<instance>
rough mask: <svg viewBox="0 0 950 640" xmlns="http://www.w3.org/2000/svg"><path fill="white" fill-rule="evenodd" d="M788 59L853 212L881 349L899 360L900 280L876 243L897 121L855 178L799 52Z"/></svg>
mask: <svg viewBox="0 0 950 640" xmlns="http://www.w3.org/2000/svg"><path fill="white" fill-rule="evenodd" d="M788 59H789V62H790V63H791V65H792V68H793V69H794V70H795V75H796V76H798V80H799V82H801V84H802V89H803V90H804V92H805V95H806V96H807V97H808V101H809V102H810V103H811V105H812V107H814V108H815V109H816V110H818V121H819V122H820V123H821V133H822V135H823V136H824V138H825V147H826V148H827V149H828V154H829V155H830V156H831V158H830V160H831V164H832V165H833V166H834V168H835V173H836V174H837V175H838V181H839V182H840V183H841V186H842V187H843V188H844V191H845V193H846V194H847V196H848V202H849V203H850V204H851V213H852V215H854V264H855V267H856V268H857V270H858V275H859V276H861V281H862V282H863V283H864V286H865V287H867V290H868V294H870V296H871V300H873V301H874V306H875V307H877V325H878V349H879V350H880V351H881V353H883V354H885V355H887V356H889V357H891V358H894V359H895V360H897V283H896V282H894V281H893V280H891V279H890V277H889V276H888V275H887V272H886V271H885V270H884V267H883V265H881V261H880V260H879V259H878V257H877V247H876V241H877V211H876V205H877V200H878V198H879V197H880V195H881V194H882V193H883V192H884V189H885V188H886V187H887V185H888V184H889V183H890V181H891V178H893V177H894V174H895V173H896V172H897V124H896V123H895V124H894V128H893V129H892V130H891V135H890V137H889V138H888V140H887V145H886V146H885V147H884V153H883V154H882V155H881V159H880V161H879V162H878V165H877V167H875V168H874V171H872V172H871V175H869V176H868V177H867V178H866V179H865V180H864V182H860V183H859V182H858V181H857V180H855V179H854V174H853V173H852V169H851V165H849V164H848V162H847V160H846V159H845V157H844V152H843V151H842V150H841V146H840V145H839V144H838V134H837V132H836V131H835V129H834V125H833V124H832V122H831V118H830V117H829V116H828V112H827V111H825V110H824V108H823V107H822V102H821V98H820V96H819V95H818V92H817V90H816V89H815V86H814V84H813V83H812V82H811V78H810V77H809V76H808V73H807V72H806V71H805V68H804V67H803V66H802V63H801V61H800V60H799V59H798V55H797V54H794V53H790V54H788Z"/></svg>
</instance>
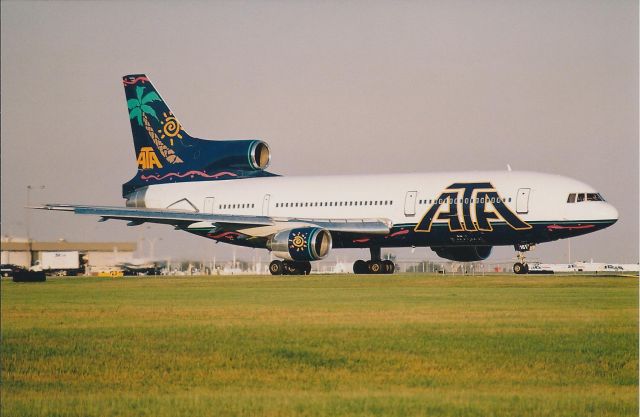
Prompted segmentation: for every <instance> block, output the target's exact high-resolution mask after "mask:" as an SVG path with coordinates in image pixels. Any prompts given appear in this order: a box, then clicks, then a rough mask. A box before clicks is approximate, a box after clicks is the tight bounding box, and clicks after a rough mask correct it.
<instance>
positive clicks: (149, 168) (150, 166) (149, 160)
mask: <svg viewBox="0 0 640 417" xmlns="http://www.w3.org/2000/svg"><path fill="white" fill-rule="evenodd" d="M154 166H157V167H158V168H162V164H161V163H160V161H159V160H158V156H157V155H156V153H155V152H154V150H153V148H152V147H150V146H145V147H143V148H141V149H140V153H139V154H138V168H140V169H152V168H153V167H154Z"/></svg>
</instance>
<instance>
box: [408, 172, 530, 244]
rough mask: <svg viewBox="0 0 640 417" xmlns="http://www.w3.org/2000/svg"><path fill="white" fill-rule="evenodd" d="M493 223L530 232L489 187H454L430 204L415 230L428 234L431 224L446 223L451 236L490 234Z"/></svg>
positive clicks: (484, 182) (491, 229)
mask: <svg viewBox="0 0 640 417" xmlns="http://www.w3.org/2000/svg"><path fill="white" fill-rule="evenodd" d="M493 222H506V223H507V224H508V225H509V226H511V228H513V229H515V230H526V229H531V225H530V224H528V223H526V222H524V221H522V220H520V218H519V217H518V216H517V215H516V214H514V213H513V212H512V211H511V209H509V207H507V205H506V204H505V200H504V199H503V198H501V197H500V196H499V195H498V191H497V190H496V189H495V188H494V187H493V185H491V183H489V182H474V183H455V184H451V185H450V186H449V187H447V188H446V189H445V190H444V191H443V192H442V194H440V197H438V198H437V199H436V200H435V201H434V202H433V205H432V206H431V208H430V209H429V210H428V211H427V213H426V214H425V215H424V217H423V218H422V220H421V221H420V223H418V224H417V225H416V227H415V229H414V230H415V231H416V232H430V231H431V226H433V224H434V223H447V225H448V226H449V231H451V232H491V231H492V230H493V227H492V226H491V223H493Z"/></svg>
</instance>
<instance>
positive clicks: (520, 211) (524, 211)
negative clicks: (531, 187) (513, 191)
mask: <svg viewBox="0 0 640 417" xmlns="http://www.w3.org/2000/svg"><path fill="white" fill-rule="evenodd" d="M530 193H531V188H520V189H519V190H518V198H517V199H516V212H517V213H519V214H526V213H528V212H529V194H530Z"/></svg>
####
Pick out every line of the records that contains the string "clicks", and copy each such line in full. Case counts.

Prompted segmentation: for every <instance> block, output the target's exact high-resolution mask after "mask:" as an SVG path with coordinates in image pixels. Any prompts given appear in this order: a box, then clicks, then a rough mask. A box before clicks is approximate, a box after clicks is the tight bounding box, and clicks after a rough mask correct it.
positive clicks: (149, 168) (150, 166) (149, 160)
positive clicks: (484, 182) (491, 229)
positive clicks: (520, 211) (524, 211)
negative clicks: (531, 187) (513, 191)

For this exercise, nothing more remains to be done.